■ TRECHO
== == ==

Tradução da obra-prima do poeta italiano deixa a desejar

Eugenio Montale cria poesia com a experiência humilde

MARCELO COELHO
COLUNISTA DA FOLHA

"Ossos de Sépia" é um dos maiores livros de poesia do século 20. Publicado pela primeira vez em 1925, numa Itália que acabava de ingressar no pesadelo do fascismo, marcou a estréia poética de Eugenio Montale (1896-1981), Prêmio Nobel de Literatura de 1975.
Junto com Salvatore Quasimodo e Giuseppe Ungaretti, Montale está associado ao que se costuma chamar de "poesia pura", ou de "hermetismo", tendência que dominou a poesia italiana por volta de 1930.
Como todo rótulo, esse de "hermetismo" não significa muito. E hoje menos ainda, pois certamente a poesia de Montale não nos parece tão enigmática e difícil como o terá sido para o leitor de 70 ou 80 anos atrás.

== == ==

■ INSTRUÇÃO ESCRITA 1
Reproduza do trecho sobre Montale tudo desde "Tradução da obra-prima" até "Literatura de 1975.".
■ INSTRUÇÃO ESCRITA 2
Segundo o trecho sobre Montale, em que ano "Ossos de Sépia" foi publicado pela primeira vez?

■ BLOCO DE DADOS
== == ==

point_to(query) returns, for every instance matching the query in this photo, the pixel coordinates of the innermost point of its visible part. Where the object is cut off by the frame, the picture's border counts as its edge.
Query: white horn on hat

== == ==

■ RESPOSTA COMPLETA 1
Tradução da obra-prima do poeta italiano deixa a desejar

Eugenio Montale cria poesia com a experiência humilde

MARCELO COELHO
COLUNISTA DA FOLHA

"Ossos de Sépia" é um dos maiores livros de poesia do século 20. Publicado pela primeira vez em 1925, numa Itália que acabava de ingressar no pesadelo do fascismo, marcou a estréia poética de Eugenio Montale (1896-1981), Prêmio Nobel de Literatura de 1975.

■ RESPOSTA COMPLETA 2
Em 1925.